FIREARMS: STATUTE PROHIBITING POSSESSION OF A FIREARM WITHOUT A SERIAL NUMBER DOES NOT VIOLATE THE SECOND AMENDMENT

Appellant was convicted of violating Minn. Stat. § 609.667(3), for possessing a firearm assembled from parts of other firearms or kits but that did not have a serial number. Appellant argues that section 609.667(3) is unconstitutional, but both the district court and Court of Appeals disagree.

Section 609.667(3) specifically prohibits the possession of “a firearm that is not identified by a serial number.” The Second Amendment protects the right to “keep and bear arms,” but this right is not unlimited. A firearms regulation must, however, be “part of the historical tradition that delimits the outer bounds of the right to keep and bear arms.” N.Y. State Rifle & Pistol Ass’n v. Bruen, 597 U.S. 1, 19 (2022).

JOBS |
(a) List every legal authority (statutes, constitutional provisions, and court decisions) that the firearms case summary cites.
(b) Answer these from the firearms case summary:
(i) What was the firearm in the appellant's possession assembled from?
(ii) Which two courts rejected the appellant's argument?
(iii) In what year was N.Y. State Rifle & Pistol Ass'n v. Bruen decided?
(c) Pick up the firearms case summary after its final sentence and continue writing it.

DATASET SECTION |

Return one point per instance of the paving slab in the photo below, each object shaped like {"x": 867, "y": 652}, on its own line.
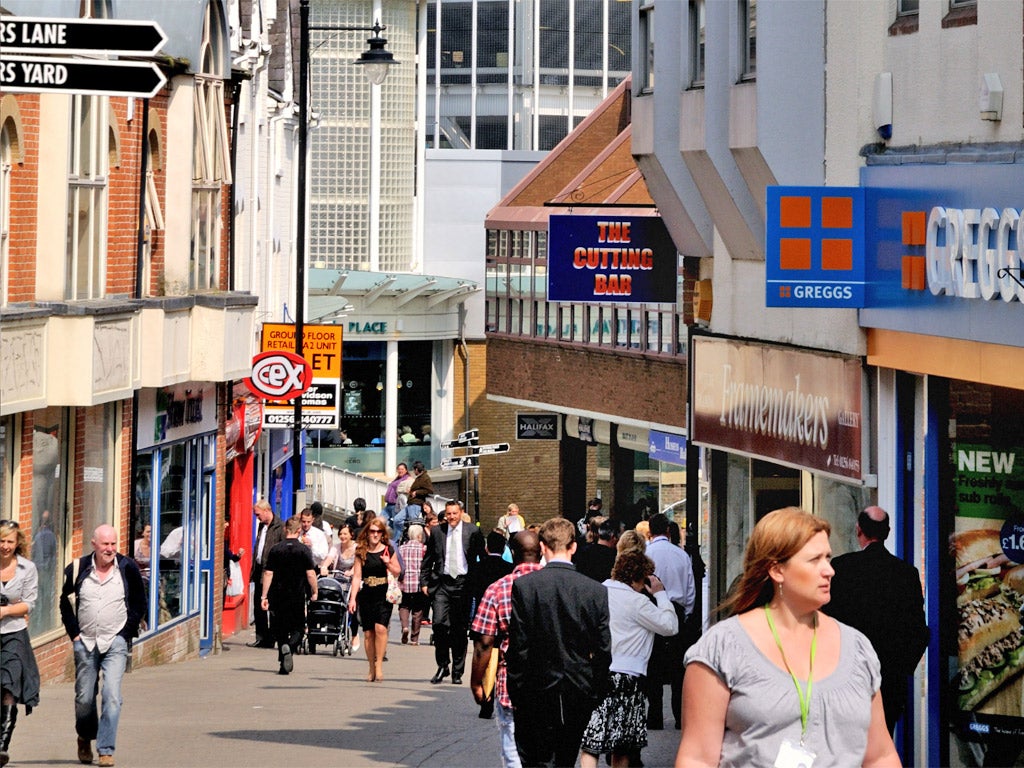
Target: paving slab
{"x": 232, "y": 709}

EXERCISE RESPONSES |
(a)
- Minn. Stat. § 609.667(3)
- The Second Amendment
- N.Y. State Rifle & Pistol Ass'n v. Bruen, 597 U.S. 1 (2022)

(b)
(i) Parts of other firearms or kits.
(ii) The district court and the Court of Appeals.
(iii) 2022.

(c)
The court points to various historical analogues to section 609.667(3), which “demonstrate that the process of marking or otherwise recording ownership of a firearm was a practice used by and known to people contemporaneous with the nations’ founding” and strongly indicates section 609.667(3) fits within the category of firearm regulations that are consistent with Second Amendment principles. Thus, the statute does not violate the Second Amendment as applied to Appellant’s possession of a privately made firearm without a serial number. State v. Jones, A24-1249, 25 N.W.3d 732 (Minn. Ct. App. Aug. 4, 2025).

FIREARMS: POSSESSING A FIREARM WITHOUT A SERIAL NUMBER IS A CRIME ONLY IF A SERIAL NUMBER IS REQUIRED BY FEDERAL LAW

After being found with a “ghost gun,” a pistol assembled from purchased parts, Appellant was charged with possession of a firearm without a serial number, in violation of Minn. Stat. § 609.667(3). The pistol is not required by state or federal law to have a serial number. The district court dismissed the charge, but the Court of Appeals reversed. The Supreme Court holds that section 609.667(3) criminalizes possession of a firearm without a serial number only if federal law requires the firearm to have a serial number.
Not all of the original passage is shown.